### TO DO
A. Please rewrite the thread on monks and meditation from "Can the Monk" up to and including "such a character)", putting "Druid" wherever "Monk" appears.
B. Carry the forum thread about monks resting through meditation forward from its last sentence.

### SELECTED EXTRACT

= = =

# Monks and sleep/meditation



## willardthor (Jul 25, 2011)

Hi,

In the Monk class description, it says, under "Ki Pool",



> The ki pool is replenished each morning after 8 hours of rest or meditation; these hours do not need to be consecutive.




Can the Monk rest through meditation? If so, how perceptive is the Monk in a meditative state?

If not, do you know of any (non-item) way (feats, prestige classes, etc.) to let a Monk rest through meditation? (I like the flavor of such a character)

Thanks,
Willard.


----------



## Nebten (Jul 25, 2011)

No you cannot rest through meditation. The 1 hour meditation is similar to the 1 hour used for prayer for clerics or the 1 hour used for wizards to memorize spells. 

There is no offical way to rest through meditation, but you may want to speak with your DM to achieve this bit of flavor.


----------



## willardthor (Jul 25, 2011)

The 1 hour meditation is something you see with casters only, as for them, picking spells is separate from resting.

= = =

### GIVEN INFORMATION
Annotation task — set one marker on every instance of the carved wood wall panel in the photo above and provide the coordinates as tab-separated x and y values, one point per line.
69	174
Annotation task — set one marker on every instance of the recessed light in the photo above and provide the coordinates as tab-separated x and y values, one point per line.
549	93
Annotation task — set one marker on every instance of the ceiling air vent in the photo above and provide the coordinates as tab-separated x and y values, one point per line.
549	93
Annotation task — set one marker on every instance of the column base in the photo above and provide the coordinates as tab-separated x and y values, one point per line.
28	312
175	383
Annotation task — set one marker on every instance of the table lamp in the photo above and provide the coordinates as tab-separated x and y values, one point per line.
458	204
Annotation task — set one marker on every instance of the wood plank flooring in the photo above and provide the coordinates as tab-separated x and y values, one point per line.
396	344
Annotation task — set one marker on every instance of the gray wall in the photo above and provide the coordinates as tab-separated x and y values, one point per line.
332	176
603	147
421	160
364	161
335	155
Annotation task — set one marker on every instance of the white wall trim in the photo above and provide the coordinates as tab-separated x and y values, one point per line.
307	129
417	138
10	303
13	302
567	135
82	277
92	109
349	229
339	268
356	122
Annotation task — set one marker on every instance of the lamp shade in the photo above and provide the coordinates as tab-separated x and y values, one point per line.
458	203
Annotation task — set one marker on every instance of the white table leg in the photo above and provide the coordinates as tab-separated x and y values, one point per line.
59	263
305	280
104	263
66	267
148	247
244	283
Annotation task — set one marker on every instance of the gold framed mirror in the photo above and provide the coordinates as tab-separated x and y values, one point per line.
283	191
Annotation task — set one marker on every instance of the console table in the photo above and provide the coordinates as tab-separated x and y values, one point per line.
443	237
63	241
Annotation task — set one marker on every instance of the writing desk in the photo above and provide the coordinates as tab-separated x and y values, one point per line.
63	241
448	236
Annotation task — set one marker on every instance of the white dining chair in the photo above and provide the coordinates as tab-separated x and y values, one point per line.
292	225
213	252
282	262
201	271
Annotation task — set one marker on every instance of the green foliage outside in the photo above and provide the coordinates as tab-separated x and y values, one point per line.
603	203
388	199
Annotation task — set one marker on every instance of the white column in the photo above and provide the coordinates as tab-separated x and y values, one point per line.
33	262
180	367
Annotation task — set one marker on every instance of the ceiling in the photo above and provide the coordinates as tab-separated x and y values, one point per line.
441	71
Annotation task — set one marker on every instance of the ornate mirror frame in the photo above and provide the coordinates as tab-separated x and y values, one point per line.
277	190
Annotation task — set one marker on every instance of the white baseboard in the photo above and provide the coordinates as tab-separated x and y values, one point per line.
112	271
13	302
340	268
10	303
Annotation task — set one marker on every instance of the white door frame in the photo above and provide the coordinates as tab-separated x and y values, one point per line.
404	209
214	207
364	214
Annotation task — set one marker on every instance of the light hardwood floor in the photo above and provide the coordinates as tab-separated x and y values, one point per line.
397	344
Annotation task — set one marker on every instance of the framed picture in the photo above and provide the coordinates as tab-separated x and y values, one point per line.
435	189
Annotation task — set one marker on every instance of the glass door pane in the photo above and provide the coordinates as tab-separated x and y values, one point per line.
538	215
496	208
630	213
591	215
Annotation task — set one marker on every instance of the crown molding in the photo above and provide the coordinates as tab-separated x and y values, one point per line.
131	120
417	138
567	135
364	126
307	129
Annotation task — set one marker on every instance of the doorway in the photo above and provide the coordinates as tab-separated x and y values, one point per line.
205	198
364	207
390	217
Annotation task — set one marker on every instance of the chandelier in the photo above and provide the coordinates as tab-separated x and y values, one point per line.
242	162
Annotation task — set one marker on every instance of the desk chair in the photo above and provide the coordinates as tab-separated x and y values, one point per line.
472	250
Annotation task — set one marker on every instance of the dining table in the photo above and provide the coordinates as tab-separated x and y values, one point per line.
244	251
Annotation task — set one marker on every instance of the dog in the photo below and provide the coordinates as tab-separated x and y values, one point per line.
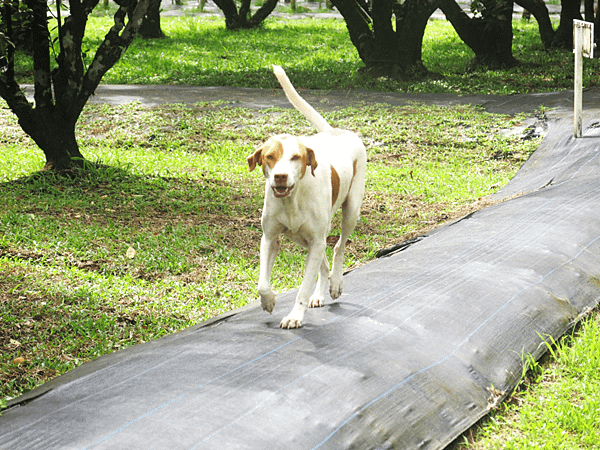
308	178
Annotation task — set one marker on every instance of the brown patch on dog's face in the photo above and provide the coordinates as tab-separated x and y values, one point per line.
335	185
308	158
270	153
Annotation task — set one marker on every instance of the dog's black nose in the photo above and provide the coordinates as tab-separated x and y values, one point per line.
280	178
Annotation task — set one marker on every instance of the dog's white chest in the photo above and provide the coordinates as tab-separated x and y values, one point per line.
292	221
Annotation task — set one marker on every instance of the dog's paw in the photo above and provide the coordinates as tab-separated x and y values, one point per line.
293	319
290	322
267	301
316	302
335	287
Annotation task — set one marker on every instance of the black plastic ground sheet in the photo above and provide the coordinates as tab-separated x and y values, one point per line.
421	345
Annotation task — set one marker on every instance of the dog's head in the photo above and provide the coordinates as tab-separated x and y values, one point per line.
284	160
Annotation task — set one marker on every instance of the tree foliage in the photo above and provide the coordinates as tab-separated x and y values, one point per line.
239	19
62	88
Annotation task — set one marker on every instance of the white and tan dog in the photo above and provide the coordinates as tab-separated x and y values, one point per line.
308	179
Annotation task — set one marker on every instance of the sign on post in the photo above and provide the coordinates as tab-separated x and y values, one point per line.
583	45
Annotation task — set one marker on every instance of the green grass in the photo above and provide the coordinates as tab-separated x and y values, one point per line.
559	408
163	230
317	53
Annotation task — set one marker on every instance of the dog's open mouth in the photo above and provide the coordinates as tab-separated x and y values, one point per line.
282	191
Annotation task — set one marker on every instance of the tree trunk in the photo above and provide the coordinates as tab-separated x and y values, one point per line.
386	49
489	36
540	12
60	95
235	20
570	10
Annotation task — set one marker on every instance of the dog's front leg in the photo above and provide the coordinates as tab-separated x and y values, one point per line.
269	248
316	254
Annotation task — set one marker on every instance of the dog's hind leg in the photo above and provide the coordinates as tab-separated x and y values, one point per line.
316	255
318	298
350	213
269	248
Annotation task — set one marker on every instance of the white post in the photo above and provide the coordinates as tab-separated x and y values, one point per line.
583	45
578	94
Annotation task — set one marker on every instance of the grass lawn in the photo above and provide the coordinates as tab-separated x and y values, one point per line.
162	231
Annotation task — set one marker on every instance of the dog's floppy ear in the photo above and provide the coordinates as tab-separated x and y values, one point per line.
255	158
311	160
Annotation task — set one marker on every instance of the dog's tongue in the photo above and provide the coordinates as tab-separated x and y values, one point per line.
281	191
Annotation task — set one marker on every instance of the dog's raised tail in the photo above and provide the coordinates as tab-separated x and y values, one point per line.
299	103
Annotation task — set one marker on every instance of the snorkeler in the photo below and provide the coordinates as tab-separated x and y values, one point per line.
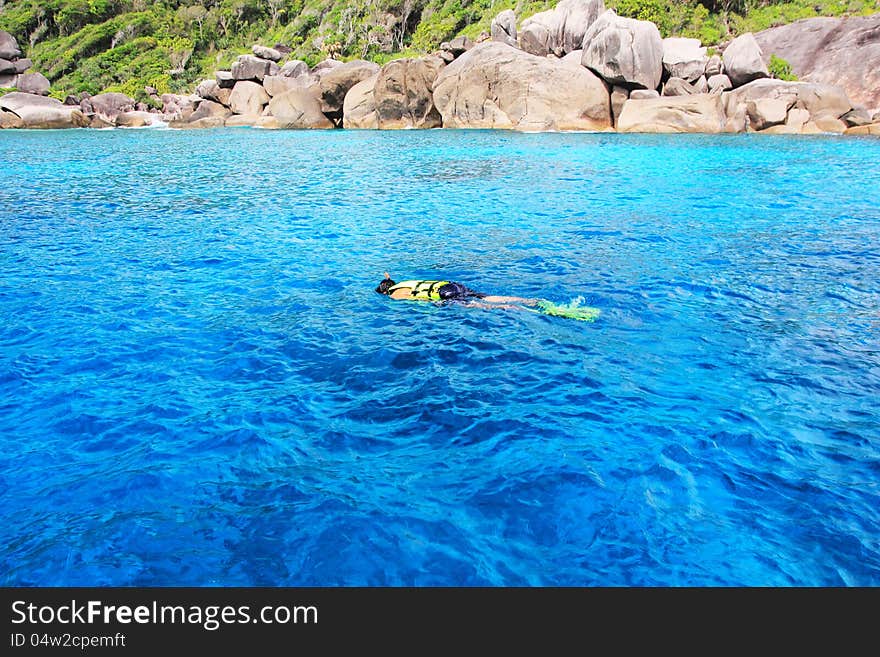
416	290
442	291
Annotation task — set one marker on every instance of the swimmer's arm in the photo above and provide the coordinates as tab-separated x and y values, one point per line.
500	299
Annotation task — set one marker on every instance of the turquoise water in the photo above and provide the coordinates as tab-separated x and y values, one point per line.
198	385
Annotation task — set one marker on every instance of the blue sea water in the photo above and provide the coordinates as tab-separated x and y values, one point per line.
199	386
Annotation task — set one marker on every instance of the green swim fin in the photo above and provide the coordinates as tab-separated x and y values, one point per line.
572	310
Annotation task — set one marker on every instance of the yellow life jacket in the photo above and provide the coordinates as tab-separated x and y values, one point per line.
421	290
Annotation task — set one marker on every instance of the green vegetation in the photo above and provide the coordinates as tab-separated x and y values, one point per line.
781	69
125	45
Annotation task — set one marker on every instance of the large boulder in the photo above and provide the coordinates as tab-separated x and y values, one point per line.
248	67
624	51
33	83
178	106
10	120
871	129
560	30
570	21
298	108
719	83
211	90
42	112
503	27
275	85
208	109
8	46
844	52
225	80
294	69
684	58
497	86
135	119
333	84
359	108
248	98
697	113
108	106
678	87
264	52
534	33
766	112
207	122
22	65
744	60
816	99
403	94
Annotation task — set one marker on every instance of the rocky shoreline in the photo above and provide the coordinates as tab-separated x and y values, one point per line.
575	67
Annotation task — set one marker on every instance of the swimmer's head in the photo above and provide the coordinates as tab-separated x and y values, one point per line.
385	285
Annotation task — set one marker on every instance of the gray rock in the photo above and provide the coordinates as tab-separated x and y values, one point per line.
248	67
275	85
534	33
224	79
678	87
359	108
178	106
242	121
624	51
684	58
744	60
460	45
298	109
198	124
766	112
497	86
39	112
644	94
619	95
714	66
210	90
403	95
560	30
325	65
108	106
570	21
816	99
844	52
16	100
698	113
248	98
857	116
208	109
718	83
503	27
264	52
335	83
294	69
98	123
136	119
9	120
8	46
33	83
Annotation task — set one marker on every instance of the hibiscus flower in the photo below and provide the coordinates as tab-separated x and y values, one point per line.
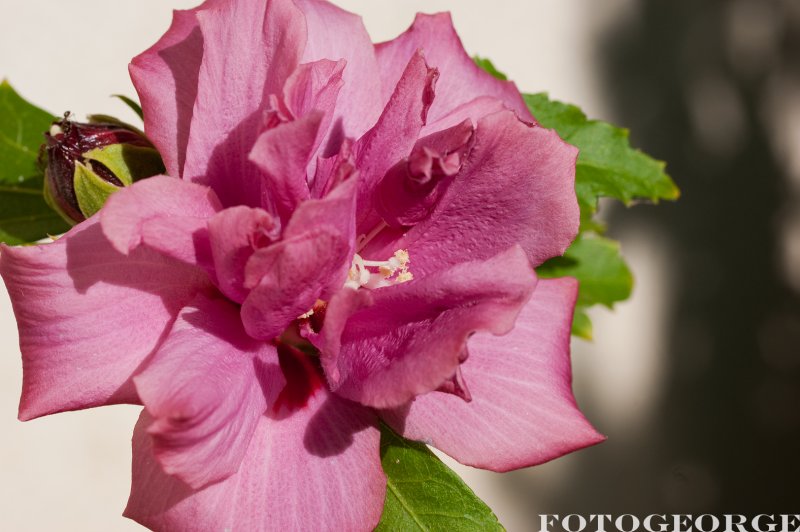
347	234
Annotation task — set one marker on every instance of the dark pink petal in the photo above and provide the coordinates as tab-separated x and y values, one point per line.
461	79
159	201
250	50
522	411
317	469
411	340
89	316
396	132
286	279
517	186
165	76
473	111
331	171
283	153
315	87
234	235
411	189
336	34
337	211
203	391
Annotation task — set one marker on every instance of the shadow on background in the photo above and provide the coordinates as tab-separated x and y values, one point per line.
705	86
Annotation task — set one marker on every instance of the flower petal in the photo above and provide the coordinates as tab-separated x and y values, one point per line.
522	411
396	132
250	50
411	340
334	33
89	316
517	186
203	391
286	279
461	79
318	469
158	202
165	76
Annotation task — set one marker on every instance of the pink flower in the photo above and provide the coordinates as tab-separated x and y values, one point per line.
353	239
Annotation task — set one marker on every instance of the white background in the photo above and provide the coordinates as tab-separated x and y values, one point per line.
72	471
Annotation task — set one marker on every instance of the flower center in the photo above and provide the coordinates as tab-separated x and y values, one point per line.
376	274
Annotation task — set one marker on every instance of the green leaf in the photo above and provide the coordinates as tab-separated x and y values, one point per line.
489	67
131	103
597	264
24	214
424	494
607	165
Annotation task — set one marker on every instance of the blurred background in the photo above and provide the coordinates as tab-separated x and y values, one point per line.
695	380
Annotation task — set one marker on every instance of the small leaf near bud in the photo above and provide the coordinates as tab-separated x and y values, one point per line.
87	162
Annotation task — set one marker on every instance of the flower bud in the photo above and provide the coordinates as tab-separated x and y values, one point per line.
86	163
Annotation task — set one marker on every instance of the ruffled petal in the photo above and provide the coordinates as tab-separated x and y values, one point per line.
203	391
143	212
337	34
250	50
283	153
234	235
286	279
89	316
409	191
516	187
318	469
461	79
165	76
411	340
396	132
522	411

= = =

### EXERCISE RESPONSES
A.
Can the Druid rest through meditation? If so, how perceptive is the Druid in a meditative state?

If not, do you know of any (non-item) way (feats, prestige classes, etc.) to let a Druid rest through meditation? (I like the flavor of such a character)

B.
I parsed the Monk Ki regain description as


8 hours of rest, or
8 hours of meditation,

which is what got me wondering.


----------



## StreamOfTheSky (Jul 27, 2011)

You could meditate to get your ki pool back, during which you'd still be just about as aware as normal (perhaps apply the Fascinated condition for the mechanical effect if you want).  But you would not get rest from meditating, so that would carry its own issues...


----------



## Dingo333 (Jul 27, 2011)

8 hours meditation = 8 hours rest for a monk (probally not anyone else)

other wise you have 16 hours a day of inactive charracter, which would be no fun at all, worse then the 15 minute adventuring day i feel

there is also that or in there between rest and meditation, meaning you could just rest to get the pool back, assuming you are gonna still rufuse the meditation is rest argument


----------



## Brett Weaver (Feb 13, 2017)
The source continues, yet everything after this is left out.